In 1999, Global E-commerce was monetized and later used its proceeds to create India's first Independent and neutral Telecom Tower Company.

In 2004, having conceptualized a third party independent tower company, Manoj Tirodkar carved GTL Infra out of GTL Ltd. For FY 2016–17, GTL Infra registered revenue of Rs. 2286 crores and EBIDTA of Rs. 1,122 crores.

==Social responsibility==
Manoj Tirodkar, through Global Foundation, a Public Charitable Trust of the Global Group, has been contributing in the areas of education, health, disability, and community welfare. Over 2,00,000 beneficiaries have availed support from Global Foundation.

Manoj Tirodkar, is an advocate of clean and green environment and through Global Group, has been focusing on reducing the carbon footprint by investing in solutions that improve the energy efficiency in telecom operations.

==Interests==
Manoj Tirodkar reads regularly. He also enjoys listening to music of all genres. Further, he is an art aficionado, who also enjoys gardening, interior decoration and travelling.
++++++++++
Set tasks:
**a.** Copy word for word the stretch of the Manoj Tirodkar profile from "In 1999, Global" through "from Global Foundation.".
**b.** Using the Manoj Tirodkar profile, explain how India's first independent and neutral telecom tower company was funded.
**c.** Extend the Manoj Tirodkar profile beyond its final sentence.

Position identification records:
++++++++++
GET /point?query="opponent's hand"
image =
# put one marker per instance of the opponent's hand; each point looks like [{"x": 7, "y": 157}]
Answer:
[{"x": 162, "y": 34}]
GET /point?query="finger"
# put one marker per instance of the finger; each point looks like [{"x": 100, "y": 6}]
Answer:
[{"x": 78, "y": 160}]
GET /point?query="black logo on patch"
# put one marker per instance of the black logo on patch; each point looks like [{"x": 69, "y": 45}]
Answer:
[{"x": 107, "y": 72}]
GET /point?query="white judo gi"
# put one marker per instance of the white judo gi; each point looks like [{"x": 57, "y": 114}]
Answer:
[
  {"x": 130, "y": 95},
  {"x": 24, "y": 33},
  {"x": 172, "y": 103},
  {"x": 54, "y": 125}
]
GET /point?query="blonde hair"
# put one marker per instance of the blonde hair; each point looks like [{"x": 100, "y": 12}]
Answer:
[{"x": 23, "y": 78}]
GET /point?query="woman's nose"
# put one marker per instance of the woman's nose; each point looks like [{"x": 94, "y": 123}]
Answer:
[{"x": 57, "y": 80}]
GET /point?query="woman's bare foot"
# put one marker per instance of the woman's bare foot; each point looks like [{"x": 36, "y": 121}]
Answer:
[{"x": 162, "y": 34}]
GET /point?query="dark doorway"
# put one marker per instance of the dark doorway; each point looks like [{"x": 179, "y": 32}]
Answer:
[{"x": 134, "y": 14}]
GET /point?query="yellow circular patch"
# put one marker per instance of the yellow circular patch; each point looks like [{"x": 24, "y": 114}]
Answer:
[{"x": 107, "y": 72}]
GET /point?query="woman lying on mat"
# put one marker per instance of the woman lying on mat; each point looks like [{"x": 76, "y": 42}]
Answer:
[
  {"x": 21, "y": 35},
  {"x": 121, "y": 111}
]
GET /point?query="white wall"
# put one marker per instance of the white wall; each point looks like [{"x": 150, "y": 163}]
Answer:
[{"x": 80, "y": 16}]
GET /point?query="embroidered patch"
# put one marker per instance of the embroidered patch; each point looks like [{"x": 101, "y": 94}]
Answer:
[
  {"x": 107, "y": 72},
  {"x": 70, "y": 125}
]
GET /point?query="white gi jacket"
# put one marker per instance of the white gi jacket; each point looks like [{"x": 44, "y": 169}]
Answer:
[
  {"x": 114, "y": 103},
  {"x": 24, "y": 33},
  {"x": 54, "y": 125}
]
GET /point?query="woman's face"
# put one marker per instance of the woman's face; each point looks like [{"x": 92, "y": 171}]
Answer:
++++++++++
Answers per task:
**a.**
In 1999, Global E-commerce was monetized and later used its proceeds to create India's first Independent and neutral Telecom Tower Company.

In 2004, having conceptualized a third party independent tower company, Manoj Tirodkar carved GTL Infra out of GTL Ltd. For FY 2016–17, GTL Infra registered revenue of Rs. 2286 crores and EBIDTA of Rs. 1,122 crores.

==Social responsibility==
Manoj Tirodkar, through Global Foundation, a Public Charitable Trust of the Global Group, has been contributing in the areas of education, health, disability, and community welfare. Over 2,00,000 beneficiaries have availed support from Global Foundation.

**b.** Global E-commerce was monetized in 1999. The proceeds were then used to create India's first independent and neutral telecom tower company.

**c.**
==Awards and recognitions==
- Manoj Tirodkar was featured as one of the Most "Promising Business Leaders of Asia 2016-17" by The Economic Times
- Fellowship of Institute of Directors (IOD)in 2008
- Manoj Tirodkar received the National Level Entrepreneurship Award from Jagtik Marathi Chambers of Commerce and Industry in 2006
- CII Young Entrepreneur Trophy in 2001
- World Young Business Achievers Award in 2000 (WYBA)
- Indian Young Business Achiever Award in 2000 (IYBA)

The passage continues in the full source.